(The request)
Please pick out and copy every line of the records that contains the string "target", treating uppercase and lowercase as different.

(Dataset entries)
◇ ◇ ◇
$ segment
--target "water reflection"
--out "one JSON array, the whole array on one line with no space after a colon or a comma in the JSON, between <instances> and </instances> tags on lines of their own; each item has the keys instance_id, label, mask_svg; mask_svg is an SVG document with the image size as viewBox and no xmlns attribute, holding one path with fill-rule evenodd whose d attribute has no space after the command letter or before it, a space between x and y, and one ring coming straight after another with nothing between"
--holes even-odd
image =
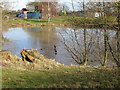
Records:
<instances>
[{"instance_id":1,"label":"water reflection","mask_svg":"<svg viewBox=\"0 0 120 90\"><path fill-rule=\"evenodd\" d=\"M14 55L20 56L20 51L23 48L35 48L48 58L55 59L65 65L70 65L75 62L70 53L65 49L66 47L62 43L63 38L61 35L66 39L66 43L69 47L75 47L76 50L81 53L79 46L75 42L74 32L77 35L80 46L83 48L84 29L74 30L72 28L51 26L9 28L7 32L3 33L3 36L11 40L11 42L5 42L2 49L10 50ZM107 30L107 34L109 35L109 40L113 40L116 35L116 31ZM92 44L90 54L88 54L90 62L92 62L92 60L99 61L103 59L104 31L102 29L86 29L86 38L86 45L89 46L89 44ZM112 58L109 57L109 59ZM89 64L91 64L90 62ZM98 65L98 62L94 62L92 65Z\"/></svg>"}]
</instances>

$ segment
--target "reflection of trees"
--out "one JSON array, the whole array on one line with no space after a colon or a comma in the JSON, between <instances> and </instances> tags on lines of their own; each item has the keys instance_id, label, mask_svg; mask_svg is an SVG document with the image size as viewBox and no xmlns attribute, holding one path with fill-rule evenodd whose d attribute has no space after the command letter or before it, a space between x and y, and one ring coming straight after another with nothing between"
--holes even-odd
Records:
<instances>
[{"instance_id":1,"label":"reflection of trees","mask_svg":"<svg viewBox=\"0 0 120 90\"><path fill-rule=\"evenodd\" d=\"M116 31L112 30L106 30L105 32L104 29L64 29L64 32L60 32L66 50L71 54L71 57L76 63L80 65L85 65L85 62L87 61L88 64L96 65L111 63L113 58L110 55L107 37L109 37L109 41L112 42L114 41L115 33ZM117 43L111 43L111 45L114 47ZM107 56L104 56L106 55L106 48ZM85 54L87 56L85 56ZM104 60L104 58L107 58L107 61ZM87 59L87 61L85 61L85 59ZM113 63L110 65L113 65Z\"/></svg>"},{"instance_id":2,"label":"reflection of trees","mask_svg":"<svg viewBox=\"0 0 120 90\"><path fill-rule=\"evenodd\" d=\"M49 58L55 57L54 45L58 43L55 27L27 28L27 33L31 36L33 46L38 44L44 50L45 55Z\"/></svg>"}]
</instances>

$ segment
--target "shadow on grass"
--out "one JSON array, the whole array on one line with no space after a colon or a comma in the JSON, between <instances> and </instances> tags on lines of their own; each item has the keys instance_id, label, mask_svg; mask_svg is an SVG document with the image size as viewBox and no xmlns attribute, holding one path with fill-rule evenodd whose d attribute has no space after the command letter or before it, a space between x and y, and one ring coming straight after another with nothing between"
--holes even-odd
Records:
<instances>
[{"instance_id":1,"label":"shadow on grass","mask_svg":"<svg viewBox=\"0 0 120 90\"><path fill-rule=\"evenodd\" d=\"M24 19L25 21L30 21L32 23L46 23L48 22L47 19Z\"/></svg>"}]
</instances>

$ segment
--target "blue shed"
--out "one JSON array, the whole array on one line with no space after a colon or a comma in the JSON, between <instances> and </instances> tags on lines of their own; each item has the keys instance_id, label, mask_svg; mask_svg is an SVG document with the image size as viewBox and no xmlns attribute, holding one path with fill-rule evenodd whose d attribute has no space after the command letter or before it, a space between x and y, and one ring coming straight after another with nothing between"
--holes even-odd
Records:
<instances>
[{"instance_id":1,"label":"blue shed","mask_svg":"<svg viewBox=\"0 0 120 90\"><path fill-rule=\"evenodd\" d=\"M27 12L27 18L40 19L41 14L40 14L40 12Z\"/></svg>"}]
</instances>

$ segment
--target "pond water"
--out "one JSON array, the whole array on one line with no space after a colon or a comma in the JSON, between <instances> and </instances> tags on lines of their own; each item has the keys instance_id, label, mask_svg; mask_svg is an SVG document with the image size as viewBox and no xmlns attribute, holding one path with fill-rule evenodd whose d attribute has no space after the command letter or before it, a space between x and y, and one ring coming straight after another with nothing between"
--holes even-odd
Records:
◇ ◇ ◇
(Right answer)
--target "water reflection"
--target "reflection of trees"
--target "shadow on grass"
--target "blue shed"
--target "pond water"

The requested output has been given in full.